- _Given information_:

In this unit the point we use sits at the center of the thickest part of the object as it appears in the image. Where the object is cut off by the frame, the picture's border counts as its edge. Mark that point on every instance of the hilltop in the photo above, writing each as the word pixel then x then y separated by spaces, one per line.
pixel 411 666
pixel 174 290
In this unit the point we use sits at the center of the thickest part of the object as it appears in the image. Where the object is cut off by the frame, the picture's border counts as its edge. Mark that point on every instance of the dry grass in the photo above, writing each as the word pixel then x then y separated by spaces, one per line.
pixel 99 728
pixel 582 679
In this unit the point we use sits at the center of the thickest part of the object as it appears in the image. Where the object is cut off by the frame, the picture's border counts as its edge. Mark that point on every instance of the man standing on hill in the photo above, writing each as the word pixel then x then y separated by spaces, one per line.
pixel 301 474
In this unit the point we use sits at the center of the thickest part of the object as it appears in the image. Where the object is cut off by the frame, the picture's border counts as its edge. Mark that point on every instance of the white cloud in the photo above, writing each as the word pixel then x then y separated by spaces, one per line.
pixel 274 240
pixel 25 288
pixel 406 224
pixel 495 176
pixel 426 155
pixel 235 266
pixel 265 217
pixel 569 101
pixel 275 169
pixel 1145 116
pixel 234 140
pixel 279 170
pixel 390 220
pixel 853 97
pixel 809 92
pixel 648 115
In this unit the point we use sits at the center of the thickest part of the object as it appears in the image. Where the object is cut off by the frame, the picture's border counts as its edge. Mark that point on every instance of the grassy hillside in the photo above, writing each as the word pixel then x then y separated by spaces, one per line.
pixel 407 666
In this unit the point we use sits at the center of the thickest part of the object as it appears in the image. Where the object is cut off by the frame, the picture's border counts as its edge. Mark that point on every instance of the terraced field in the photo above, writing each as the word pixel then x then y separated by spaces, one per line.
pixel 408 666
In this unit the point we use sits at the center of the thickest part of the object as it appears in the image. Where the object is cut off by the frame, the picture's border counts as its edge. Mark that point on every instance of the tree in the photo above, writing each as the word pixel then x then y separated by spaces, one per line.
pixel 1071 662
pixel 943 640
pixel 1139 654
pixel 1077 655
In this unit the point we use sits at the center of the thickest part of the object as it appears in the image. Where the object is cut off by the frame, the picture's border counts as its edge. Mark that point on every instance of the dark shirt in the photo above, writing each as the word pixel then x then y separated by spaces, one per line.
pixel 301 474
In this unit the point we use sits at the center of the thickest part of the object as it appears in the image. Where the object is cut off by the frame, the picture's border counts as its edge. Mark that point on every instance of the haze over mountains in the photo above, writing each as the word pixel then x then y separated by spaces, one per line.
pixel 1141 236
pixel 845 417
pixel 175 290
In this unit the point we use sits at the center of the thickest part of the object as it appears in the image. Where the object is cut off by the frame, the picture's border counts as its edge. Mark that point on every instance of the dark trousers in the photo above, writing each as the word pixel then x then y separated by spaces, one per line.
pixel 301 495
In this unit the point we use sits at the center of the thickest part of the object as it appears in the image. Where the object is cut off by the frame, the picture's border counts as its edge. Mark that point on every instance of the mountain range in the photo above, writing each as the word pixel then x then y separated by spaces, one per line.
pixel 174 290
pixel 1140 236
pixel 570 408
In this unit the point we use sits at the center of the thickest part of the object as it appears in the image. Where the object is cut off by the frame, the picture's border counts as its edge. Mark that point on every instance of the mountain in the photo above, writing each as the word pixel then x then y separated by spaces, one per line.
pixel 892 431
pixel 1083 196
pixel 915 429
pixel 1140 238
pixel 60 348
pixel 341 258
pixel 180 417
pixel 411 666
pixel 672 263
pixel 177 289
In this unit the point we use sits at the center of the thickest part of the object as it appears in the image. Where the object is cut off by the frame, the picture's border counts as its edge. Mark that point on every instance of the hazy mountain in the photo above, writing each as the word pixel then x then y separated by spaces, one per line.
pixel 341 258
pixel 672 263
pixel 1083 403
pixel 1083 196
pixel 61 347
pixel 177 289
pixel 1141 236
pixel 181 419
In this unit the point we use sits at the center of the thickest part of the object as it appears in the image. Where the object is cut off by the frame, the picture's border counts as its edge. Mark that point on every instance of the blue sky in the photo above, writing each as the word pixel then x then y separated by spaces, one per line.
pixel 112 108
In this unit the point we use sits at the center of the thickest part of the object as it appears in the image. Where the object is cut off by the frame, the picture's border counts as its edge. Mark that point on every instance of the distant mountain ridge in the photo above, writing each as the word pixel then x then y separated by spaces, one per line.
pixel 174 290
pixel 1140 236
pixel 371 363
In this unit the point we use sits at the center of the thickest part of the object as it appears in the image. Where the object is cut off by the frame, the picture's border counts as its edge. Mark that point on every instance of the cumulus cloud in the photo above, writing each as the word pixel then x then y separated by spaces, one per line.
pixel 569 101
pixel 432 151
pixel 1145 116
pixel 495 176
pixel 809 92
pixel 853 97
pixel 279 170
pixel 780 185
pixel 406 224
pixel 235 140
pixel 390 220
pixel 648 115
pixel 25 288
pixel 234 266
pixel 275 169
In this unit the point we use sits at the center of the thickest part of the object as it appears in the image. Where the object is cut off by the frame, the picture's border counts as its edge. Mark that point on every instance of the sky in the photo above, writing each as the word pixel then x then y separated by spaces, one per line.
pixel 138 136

- _Written exercise_: Transcribe each of the entries above line by line, keeping every word and character unchanged.

- _Completed task_:
In this unit the point we use sits at the center of the thickest part of the object as it appears in the image. Where the object is cut off by the frame, the picture's border counts as its edge. Mark that point on every instance of the hilltop in the photo above, writing each as the word pixel then x then y separated by spaces, one per line.
pixel 411 666
pixel 174 290
In this unit the point we use sits at the center of the thickest part of the object as it appears in the image. Where the object is cut off by the frame, the picture's border counts as its edge. Mark that point on every instance of the dry grass in the photo above, writing each as the word pixel then x then y separated by spaces, one per line.
pixel 99 728
pixel 582 679
In this unit the point we use sits at the center of the thickest part of the object as it appears in the image. Where the object is cut off by the frame, the picture's border counts as its edge. Mark that point on every instance of the man standing on hill in the photo above, writing each as the word pixel then x then y separated by spaces, one per line.
pixel 301 474
In this unit the point we use sits at the center of the thickest part of the object as it appears in the image. Where the object is cut off by the frame, the picture's border counts as its edge. Mark that point on every instance of the white cloud in the photo above, writing each as the word pixel then x then y separated by spaces, one per line.
pixel 274 240
pixel 25 288
pixel 406 224
pixel 495 176
pixel 426 155
pixel 235 266
pixel 265 217
pixel 569 101
pixel 275 169
pixel 1145 116
pixel 234 140
pixel 279 170
pixel 390 220
pixel 853 97
pixel 809 92
pixel 648 115
In this unit the point we use sits at the center of the thickest part of the object as it appears in the image. Where the object is cut off by the frame, the picture's border counts as its edge. Mark that point on every instance of the grassy hillside in the photo above, writing each as the word pixel then x then y separated by spaces, one per line.
pixel 407 666
In this unit the point we use sits at the center of the thickest part of the object as it appears in the image. Where the object is cut off by the frame, the picture's border counts as its edge. Mark that point on every instance of the terraced field in the photo above, writing each as the word pixel then x then y separated by spaces, one per line.
pixel 408 666
In this unit the point we use sits at the center of the thickest part of the object as it appears in the image. Where the object is cut off by the frame, the picture's border counts as its edge. Mark that point on every instance of the tree in the photo above, writing each as the word pixel then x then y separated by spaces, one per line.
pixel 1071 662
pixel 943 640
pixel 1139 654
pixel 1077 655
In this unit the point we use sits at the center of the thickest part of the object as it appears in the image. Where the object is cut off by the frame, the picture's border counts as its edge. Mark that point on every instance of the dark shirt in the photo above, writing each as the word pixel then x then y separated by spaces, one per line.
pixel 301 474
In this unit the point we use sits at the center of the thickest part of the object as it appears in the image. Where the object is cut off by the frame, the picture's border counts as its edge. Mark that point on every instance of the haze over mountains in the photo above, writing each as the word pixel then x then y separated by spaces, one per line.
pixel 1141 236
pixel 845 417
pixel 175 290
In this unit the point we use sits at the center of the thickest part of the object as it appears in the image. Where the object is cut off by the frame, the picture's border counts as its edge. Mark that point on every instance of the dark trousers in the photo above, writing each as the word pixel then x then y separated by spaces, one per line.
pixel 301 495
In this unit the point we use sits at the center of the thickest part of the object as it appears in the image. Where the object is cut off by the frame, the picture's border counts as its edge. Mark that point on every instance of the mountain range in the photo above, writing each as the word pixel then x then y separated by spaces, one per line.
pixel 174 290
pixel 1140 236
pixel 570 408
In this unit the point we use sits at the center of the thickest part of the object as it appears in the image. Where the object is cut off by the frame, the picture's border counts as its edge. Mark that point on every instance of the mountain in the photo above, writing each as the word pixel then x then y separated by spaces, one per line.
pixel 892 431
pixel 1083 196
pixel 915 429
pixel 1140 238
pixel 60 348
pixel 341 258
pixel 180 417
pixel 411 666
pixel 672 263
pixel 177 289
In this unit the point we use sits at the center of the thickest part of the object as it appears in the image. Where the object is cut off by the frame, the picture's border counts as its edge. Mark that point on every instance of the hazy mountain in the photo above, writing each as the word pixel then x then y separated by spaces, one per line.
pixel 341 258
pixel 672 263
pixel 1083 403
pixel 1083 196
pixel 61 347
pixel 177 289
pixel 1141 236
pixel 181 419
In this unit the point we use sits at the center of the thickest part of the object as it appears in the image. Where the object is cut off by the frame, the picture's border counts as its edge. Mark that point on every instance of the blue sky in the photo above, writing each as the word pixel then x then y separated by spaces, one per line.
pixel 112 108
In this unit the point we use sits at the center of the thickest part of the object as it appears in the image. Where the object is cut off by the frame, the picture's border counts as its edge. Mark that point on every instance of the distant mountain ridge in the photo above, writing each as the word pixel then x then y separated by spaces, one per line.
pixel 174 290
pixel 1140 236
pixel 371 363
In this unit the point we use sits at the center of the thickest part of the object as it appears in the image. Where the object is cut off by the frame, the picture's border counts as its edge. Mark that point on every instance of the cumulus cloud in the photo above, writing each as the word pixel then x then y separated by spaces, one per line.
pixel 569 101
pixel 432 151
pixel 1145 116
pixel 495 176
pixel 809 92
pixel 853 97
pixel 279 170
pixel 780 185
pixel 406 224
pixel 235 140
pixel 390 220
pixel 648 115
pixel 25 288
pixel 234 266
pixel 275 169
In this unit the point we use sits at the center of the thickest part of the object as it appears in the image. Where the object is cut off by the frame, the picture's border counts as its edge. Mark that point on every instance of the sky in the photo above, writing each as the word pixel then x then y separated by spaces, one per line.
pixel 138 136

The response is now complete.